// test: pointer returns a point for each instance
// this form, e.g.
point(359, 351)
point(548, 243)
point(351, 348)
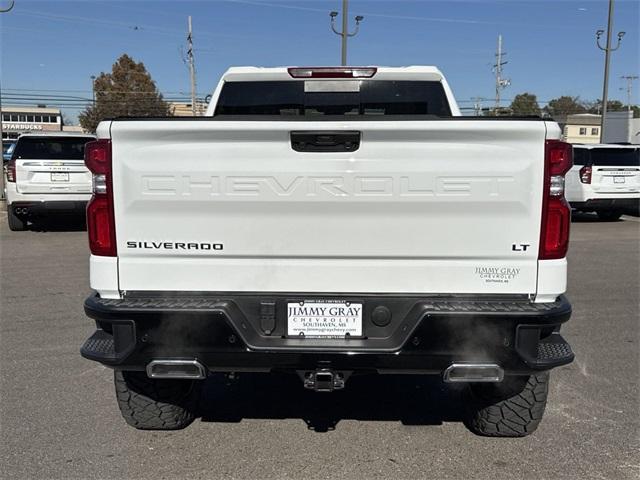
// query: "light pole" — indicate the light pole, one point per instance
point(345, 28)
point(607, 52)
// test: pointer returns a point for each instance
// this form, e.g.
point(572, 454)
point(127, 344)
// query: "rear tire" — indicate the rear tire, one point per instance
point(512, 408)
point(609, 215)
point(150, 404)
point(16, 224)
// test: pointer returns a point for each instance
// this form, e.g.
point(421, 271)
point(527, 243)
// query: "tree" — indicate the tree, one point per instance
point(525, 104)
point(128, 91)
point(560, 107)
point(612, 106)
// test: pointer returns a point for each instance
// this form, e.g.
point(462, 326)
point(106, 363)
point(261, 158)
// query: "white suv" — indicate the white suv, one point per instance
point(604, 179)
point(46, 174)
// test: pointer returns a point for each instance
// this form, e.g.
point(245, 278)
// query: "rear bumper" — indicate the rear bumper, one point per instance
point(43, 208)
point(243, 332)
point(607, 203)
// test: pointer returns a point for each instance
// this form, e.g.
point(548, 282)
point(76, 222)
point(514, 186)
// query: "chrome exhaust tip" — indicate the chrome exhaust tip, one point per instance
point(473, 372)
point(176, 369)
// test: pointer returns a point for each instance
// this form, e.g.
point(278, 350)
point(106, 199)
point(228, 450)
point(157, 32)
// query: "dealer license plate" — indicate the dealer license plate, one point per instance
point(59, 176)
point(324, 319)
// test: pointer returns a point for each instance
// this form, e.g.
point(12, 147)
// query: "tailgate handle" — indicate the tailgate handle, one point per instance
point(305, 141)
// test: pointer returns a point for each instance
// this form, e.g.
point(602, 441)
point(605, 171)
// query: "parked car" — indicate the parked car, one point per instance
point(46, 175)
point(330, 222)
point(605, 179)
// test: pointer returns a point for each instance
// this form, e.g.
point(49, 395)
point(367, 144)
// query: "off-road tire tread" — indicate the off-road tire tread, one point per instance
point(517, 415)
point(148, 404)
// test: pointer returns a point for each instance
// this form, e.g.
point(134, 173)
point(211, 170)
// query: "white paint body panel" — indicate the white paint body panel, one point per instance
point(603, 185)
point(420, 207)
point(416, 209)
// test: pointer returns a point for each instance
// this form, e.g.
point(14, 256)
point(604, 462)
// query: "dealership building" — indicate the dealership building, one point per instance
point(25, 119)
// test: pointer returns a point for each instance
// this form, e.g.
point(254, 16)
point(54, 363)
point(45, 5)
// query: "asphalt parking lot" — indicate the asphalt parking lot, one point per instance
point(59, 418)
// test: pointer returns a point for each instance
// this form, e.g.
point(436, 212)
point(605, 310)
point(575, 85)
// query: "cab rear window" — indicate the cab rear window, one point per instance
point(615, 157)
point(347, 98)
point(51, 148)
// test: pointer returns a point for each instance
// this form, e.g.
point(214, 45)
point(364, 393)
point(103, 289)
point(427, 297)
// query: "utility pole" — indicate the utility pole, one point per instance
point(501, 83)
point(192, 69)
point(345, 28)
point(477, 105)
point(629, 79)
point(8, 8)
point(607, 52)
point(93, 90)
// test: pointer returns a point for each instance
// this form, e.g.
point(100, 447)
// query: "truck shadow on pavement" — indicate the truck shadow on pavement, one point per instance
point(411, 400)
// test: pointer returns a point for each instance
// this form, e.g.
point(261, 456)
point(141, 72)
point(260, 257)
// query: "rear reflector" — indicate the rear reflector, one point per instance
point(100, 217)
point(556, 213)
point(332, 72)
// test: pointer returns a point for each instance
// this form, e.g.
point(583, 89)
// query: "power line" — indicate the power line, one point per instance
point(501, 83)
point(629, 79)
point(192, 68)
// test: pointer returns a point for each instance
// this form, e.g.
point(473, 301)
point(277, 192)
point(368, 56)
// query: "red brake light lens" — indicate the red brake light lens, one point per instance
point(556, 213)
point(332, 72)
point(100, 215)
point(11, 171)
point(559, 156)
point(97, 156)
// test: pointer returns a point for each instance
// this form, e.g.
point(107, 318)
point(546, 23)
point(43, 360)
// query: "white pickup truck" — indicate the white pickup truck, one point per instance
point(330, 222)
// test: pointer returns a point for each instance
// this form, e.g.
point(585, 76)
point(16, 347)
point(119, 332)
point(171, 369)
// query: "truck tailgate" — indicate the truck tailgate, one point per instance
point(421, 206)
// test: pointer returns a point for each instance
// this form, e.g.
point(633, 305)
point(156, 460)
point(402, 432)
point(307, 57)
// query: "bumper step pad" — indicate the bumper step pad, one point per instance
point(554, 351)
point(101, 344)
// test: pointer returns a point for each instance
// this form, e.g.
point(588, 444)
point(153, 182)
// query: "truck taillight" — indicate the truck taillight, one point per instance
point(100, 217)
point(585, 174)
point(556, 213)
point(11, 171)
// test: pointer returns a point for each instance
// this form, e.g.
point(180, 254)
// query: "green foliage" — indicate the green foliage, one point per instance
point(612, 106)
point(525, 104)
point(128, 91)
point(560, 107)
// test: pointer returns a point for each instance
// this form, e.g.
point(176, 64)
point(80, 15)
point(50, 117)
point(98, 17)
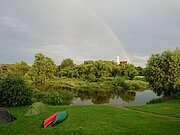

★ ★ ★

[WHAT THE EXERCISE ASKS]
Only the pictures stay out; the rest of the entries above must be written out exactly.

[RESPONSE TO THIS TASK]
// test: pointer returns a point for each instance
// this form, e.g.
point(359, 351)
point(548, 243)
point(351, 348)
// query: "light pole" — indicate the light pole, one point per instance
point(345, 28)
point(607, 52)
// test: pointer returns a point for each instance
// this form, e.g.
point(572, 454)
point(127, 344)
// query: "rear tire" — indicate the rear tire, one point per instance
point(512, 408)
point(609, 215)
point(150, 404)
point(16, 224)
// test: pointer returns a point for each instance
// this form, e.g.
point(421, 271)
point(527, 243)
// query: "tree" — indicate the tree, one point per instance
point(525, 104)
point(128, 91)
point(560, 107)
point(612, 106)
// test: pointer returns a point for each instance
// this form, e.g.
point(462, 326)
point(106, 363)
point(261, 158)
// query: "white suv" — indicate the white suv, one point per instance
point(604, 179)
point(46, 174)
// test: pointer returns a point for each instance
// this form, e.g.
point(245, 278)
// query: "rear bumper" — indicate the rear bumper, one point per instance
point(43, 208)
point(243, 332)
point(607, 203)
// test: pointer returns a point for each instance
// this form, e.g.
point(548, 282)
point(76, 222)
point(514, 186)
// query: "chrome exhaust tip" — indicate the chrome exhaust tip, one point per instance
point(473, 372)
point(176, 369)
// test: pointer returns a point for each instance
// this form, e.g.
point(278, 350)
point(106, 199)
point(228, 450)
point(157, 32)
// query: "dealer license plate" — indicate the dealer license plate, one point per instance
point(59, 176)
point(324, 319)
// test: pointer returns a point for each instance
// this form, e.g.
point(12, 147)
// query: "tailgate handle" — indicate the tailgate handle, one point per instance
point(305, 141)
// test: pointer returns a point for each instance
// this form, e.g.
point(602, 441)
point(605, 171)
// query: "parked car" — indicate the parked car, one point per instance
point(46, 175)
point(330, 222)
point(605, 179)
// test: pointer returns a point for each instance
// this form, e.g.
point(49, 395)
point(367, 144)
// query: "off-road tire tread" — indicate the off-road tire tread, one point per instance
point(517, 415)
point(148, 404)
// test: pointer returns a point for each instance
// this form, e.g.
point(134, 173)
point(211, 170)
// query: "white paint body panel" — indicate the white paint body panel, one point per instance
point(603, 185)
point(420, 207)
point(416, 209)
// test: pointer returns a point for each instance
// this form, e.g.
point(14, 256)
point(604, 462)
// query: "dealership building" — indicate the dealership building, one point per instance
point(25, 119)
// test: pointer returns a point for each instance
// this form, e.g.
point(254, 16)
point(54, 363)
point(45, 5)
// query: "asphalt parking lot" — indicate the asphalt parking lot, one point per instance
point(59, 418)
// test: pointer returns a point for each instance
// this form, e.g.
point(436, 212)
point(605, 310)
point(575, 85)
// query: "cab rear window" — indicate the cab rear window, one point per instance
point(615, 157)
point(347, 98)
point(51, 148)
// test: pointer returns a point for each instance
// this form, e.g.
point(214, 45)
point(364, 393)
point(103, 289)
point(427, 297)
// query: "utility pole" — indicate the utility pole, one point per instance
point(501, 83)
point(192, 69)
point(345, 28)
point(477, 105)
point(629, 79)
point(8, 8)
point(607, 52)
point(93, 90)
// test: pointer returns a point for each instance
// this form, e.g.
point(100, 447)
// query: "truck shadow on pavement" — indicate the truck shadow on pavement, one point per instance
point(411, 400)
// test: pointer returns a point for each instance
// this form, e.g.
point(261, 456)
point(141, 72)
point(260, 257)
// query: "rear reflector" — indicate the rear reflector, one point per instance
point(100, 217)
point(556, 213)
point(332, 72)
// test: pointer returns a point for each instance
// this form, e.g.
point(583, 89)
// query: "power line" — indicate the power line, one point per instance
point(501, 83)
point(629, 79)
point(192, 68)
// test: pointer returns a point for each instance
// this form, e.g.
point(473, 301)
point(277, 192)
point(368, 56)
// query: "red brake light lens" — indicate the red brake light lens, one point per instance
point(556, 213)
point(332, 72)
point(100, 215)
point(11, 171)
point(559, 156)
point(97, 156)
// test: pointer returns a point for each instance
// this form, e.g.
point(107, 318)
point(546, 23)
point(43, 360)
// query: "white pickup truck" — indicate the white pickup truck, one point per instance
point(330, 222)
// test: pointer returns a point for each instance
// this form, e.g.
point(585, 76)
point(16, 347)
point(119, 332)
point(171, 369)
// query: "truck tailgate" — indicate the truck tailgate, one point per instance
point(421, 206)
// test: pointer returns a point for each instance
// this form, e.g.
point(633, 305)
point(156, 460)
point(402, 432)
point(307, 57)
// query: "bumper step pad" — indicate the bumper step pad, one point per instance
point(554, 351)
point(101, 344)
// test: pointer returns a point for each instance
// this form, e.g.
point(588, 444)
point(153, 182)
// query: "truck taillight" — indicate the truck taillight, one point per instance
point(100, 217)
point(585, 174)
point(556, 213)
point(11, 171)
// test: pointer returns a point for each instance
// this form, e.g.
point(180, 254)
// query: "green foliage" — indicate the green foliage, one point per instance
point(612, 106)
point(525, 104)
point(128, 91)
point(560, 107)
// test: pointer returns a point for each instance
// this form, e.g.
point(176, 64)
point(80, 15)
point(50, 117)
point(98, 17)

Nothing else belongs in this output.